- _WRITTEN INSTRUCTION_:
Display every line from the entries below that contains the string "fill". Case counts.
- - - - -
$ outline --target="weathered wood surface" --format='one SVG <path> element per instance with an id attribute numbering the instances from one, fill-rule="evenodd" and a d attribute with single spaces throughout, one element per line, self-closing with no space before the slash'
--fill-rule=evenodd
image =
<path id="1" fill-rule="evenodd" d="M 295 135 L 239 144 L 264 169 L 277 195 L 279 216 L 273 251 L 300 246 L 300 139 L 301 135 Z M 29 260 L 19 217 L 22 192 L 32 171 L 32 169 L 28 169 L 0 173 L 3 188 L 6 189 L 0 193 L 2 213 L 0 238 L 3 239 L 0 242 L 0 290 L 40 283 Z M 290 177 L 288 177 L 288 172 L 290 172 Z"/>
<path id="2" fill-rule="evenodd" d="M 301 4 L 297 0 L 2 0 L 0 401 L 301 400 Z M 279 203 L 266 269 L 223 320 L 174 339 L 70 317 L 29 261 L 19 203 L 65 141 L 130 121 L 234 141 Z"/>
- - - - -
- _REPLY TO THE TASK_:
$ outline --target="weathered wood surface" --format='one SVG <path> element per instance with an id attribute numbering the instances from one, fill-rule="evenodd" and a d attribute with single spaces throughout, one element per line, self-closing with no space before the slash'
--fill-rule=evenodd
<path id="1" fill-rule="evenodd" d="M 295 135 L 239 144 L 264 169 L 277 195 L 279 216 L 273 251 L 300 246 L 300 139 L 301 135 Z M 29 260 L 19 217 L 22 192 L 32 171 L 32 169 L 28 169 L 0 173 L 3 188 L 6 189 L 0 193 L 2 213 L 0 238 L 3 239 L 0 242 L 0 290 L 40 283 Z M 290 177 L 288 177 L 288 172 L 290 172 Z"/>
<path id="2" fill-rule="evenodd" d="M 301 4 L 297 0 L 2 0 L 0 401 L 301 400 Z M 279 203 L 266 269 L 223 320 L 174 339 L 70 317 L 29 261 L 19 203 L 65 141 L 130 121 L 234 141 Z"/>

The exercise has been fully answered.